Work to complete:
1. In the text on the EPA's hurricane response, who has been indicted over the Arkema plant's emissions?
2. Pick up the text on the EPA's hurricane response after its final sentence and carry it forward.

Begin Selected text

But perhaps worse than these impacts is the fact that one year later, the more than 134 million Americans who live near chemical plants and storage facilities, a disproportionate number of whom are people of color and lower-income, are still at great risk.

Map of US Chemical Manufacturing facilities. Source: EPA

The Trump EPA’s dangerous failures

During and after Hurricane Harvey, as well as Hurricanes Irma and Maria that followed, EPA failed to take important steps to protect families and neighborhoods from health threats:

  • Arkema chemical plant explosion: Neither EPA nor the Texas Commission on Environmental Quality (TCEQ) moved fast enough to monitor air quality issues at the Arkema plant when chemical drums caught fire and lids exploded. But a lack of data didn’t stop them from reassuring residents about local air quality. To date, neither TCEQ nor EPA has taken any enforcement action against Arkema, despite the violations (although the company and its CEO and plant manager have been indicted for reckless emissions of dangerous pollutants).

End Selected text
Begin Extracted material

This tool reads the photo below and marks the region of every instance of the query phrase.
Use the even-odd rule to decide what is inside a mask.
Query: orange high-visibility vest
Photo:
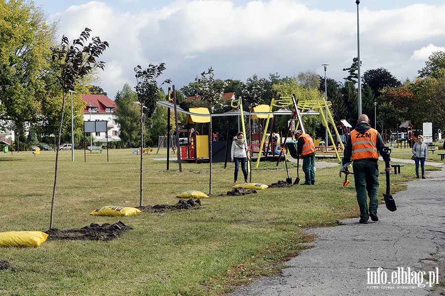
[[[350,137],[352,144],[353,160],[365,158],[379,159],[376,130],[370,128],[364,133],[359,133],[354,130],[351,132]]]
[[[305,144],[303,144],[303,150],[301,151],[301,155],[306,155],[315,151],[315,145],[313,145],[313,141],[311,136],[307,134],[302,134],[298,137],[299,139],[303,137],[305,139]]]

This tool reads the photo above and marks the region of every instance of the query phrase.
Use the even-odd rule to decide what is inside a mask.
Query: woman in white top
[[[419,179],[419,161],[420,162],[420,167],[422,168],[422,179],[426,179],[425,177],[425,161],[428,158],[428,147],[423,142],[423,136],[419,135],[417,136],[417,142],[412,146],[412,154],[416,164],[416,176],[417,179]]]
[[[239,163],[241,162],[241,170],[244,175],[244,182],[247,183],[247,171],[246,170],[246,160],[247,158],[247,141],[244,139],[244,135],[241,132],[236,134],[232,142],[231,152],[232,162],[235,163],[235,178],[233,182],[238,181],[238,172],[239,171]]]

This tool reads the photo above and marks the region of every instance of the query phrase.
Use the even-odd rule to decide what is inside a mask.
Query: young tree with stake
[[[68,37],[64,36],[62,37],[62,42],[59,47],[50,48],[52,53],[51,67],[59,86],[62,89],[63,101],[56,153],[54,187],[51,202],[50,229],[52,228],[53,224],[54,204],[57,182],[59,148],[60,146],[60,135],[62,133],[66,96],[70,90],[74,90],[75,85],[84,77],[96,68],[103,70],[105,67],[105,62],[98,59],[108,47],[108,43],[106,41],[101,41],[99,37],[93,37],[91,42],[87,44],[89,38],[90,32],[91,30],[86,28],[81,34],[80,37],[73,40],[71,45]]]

End Extracted material
Begin Extracted material

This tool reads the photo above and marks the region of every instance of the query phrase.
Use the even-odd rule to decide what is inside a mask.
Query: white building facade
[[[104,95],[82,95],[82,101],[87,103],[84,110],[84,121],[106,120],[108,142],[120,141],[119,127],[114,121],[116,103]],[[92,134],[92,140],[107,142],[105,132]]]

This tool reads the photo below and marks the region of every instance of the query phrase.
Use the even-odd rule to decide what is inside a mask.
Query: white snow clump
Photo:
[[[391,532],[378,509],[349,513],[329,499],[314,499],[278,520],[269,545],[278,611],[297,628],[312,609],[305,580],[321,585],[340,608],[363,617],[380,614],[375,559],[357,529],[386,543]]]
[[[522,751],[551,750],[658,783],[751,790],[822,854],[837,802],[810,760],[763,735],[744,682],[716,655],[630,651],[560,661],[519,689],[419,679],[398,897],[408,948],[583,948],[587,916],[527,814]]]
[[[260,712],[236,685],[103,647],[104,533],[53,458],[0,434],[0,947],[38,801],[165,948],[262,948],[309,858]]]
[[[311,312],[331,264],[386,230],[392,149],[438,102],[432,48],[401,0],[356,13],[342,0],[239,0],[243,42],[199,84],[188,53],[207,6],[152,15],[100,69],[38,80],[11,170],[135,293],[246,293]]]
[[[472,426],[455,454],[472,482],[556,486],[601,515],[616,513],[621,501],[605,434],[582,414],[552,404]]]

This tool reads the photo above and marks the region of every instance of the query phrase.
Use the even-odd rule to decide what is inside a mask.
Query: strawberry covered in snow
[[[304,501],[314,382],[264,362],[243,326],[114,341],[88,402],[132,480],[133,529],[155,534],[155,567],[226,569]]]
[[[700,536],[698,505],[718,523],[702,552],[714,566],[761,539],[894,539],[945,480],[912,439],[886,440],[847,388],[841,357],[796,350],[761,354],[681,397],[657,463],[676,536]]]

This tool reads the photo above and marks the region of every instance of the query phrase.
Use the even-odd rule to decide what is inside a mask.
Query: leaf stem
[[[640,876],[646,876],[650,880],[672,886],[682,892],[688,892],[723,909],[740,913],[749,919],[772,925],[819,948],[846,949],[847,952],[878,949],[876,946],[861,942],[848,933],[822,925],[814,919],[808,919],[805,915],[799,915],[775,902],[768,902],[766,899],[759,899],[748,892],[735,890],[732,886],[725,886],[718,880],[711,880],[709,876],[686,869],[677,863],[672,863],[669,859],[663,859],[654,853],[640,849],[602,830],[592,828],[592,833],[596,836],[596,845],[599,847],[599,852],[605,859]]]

End Extracted material
Begin Extracted material

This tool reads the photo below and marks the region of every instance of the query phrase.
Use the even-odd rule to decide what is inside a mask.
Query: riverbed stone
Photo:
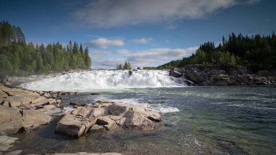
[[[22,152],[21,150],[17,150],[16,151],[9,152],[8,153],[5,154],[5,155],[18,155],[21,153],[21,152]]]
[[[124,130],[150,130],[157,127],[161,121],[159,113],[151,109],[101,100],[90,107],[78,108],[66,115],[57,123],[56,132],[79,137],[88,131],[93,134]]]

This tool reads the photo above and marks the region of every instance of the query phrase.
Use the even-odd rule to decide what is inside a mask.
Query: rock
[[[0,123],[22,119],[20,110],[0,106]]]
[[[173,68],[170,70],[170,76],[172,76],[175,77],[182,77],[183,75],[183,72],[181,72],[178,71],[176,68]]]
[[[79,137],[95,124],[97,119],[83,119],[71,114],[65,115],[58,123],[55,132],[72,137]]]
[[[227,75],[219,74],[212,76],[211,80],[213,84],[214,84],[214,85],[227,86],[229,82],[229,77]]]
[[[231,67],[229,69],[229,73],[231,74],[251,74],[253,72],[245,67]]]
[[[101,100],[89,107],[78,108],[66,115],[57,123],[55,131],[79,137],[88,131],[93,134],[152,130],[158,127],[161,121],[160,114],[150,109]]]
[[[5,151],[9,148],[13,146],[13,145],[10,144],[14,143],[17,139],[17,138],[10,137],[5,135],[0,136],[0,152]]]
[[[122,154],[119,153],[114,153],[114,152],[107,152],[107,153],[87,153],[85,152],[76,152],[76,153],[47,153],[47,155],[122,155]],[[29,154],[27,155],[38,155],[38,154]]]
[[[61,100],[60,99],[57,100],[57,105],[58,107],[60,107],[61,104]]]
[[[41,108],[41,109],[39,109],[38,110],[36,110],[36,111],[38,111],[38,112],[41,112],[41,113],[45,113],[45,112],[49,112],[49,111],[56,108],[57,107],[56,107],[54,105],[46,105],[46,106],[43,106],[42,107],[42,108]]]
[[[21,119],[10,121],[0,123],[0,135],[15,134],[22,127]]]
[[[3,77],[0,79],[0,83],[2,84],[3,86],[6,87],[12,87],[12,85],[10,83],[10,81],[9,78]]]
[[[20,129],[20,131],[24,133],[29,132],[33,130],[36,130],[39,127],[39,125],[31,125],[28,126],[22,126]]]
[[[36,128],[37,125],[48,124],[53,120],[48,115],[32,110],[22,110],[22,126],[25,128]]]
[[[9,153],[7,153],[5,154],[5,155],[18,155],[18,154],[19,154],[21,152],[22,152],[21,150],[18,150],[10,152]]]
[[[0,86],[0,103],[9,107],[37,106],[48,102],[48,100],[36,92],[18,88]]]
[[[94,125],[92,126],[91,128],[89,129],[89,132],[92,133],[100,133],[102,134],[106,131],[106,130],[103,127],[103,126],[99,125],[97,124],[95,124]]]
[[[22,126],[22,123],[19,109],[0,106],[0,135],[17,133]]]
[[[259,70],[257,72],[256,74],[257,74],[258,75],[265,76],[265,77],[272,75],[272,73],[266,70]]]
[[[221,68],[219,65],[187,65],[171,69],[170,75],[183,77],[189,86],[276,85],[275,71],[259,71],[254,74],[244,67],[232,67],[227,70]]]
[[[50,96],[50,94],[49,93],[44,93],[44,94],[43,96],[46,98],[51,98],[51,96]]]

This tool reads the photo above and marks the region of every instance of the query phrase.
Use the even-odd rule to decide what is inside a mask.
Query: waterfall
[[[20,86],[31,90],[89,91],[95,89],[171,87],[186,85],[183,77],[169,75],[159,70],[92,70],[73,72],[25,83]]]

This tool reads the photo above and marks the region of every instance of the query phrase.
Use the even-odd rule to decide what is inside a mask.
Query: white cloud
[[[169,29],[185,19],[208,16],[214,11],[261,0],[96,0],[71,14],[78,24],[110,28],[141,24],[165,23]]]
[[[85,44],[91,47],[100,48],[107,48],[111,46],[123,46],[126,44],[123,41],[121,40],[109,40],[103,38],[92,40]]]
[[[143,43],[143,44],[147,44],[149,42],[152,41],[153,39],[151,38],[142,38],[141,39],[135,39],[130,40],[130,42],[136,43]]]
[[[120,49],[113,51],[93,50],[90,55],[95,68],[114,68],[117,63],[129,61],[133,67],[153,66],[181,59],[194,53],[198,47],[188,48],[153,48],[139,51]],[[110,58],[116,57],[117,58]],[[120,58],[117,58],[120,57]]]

End Extracted material

Results for the exercise:
1. The company and its CEO and plant manager were indicted for reckless emissions of dangerous pollutants.

2.
  • Valero refinery leak: Hundreds of families in Houston’s Manchester neighborhood may have breathed in concentrations of benzene that could have damaged their health. But neither EPA nor TCEQ tested the air there until news outlets had published independent air quality monitoring results showing high benzene readings that EDF and Air Alliance Houston paid to do (as did the city of Houston).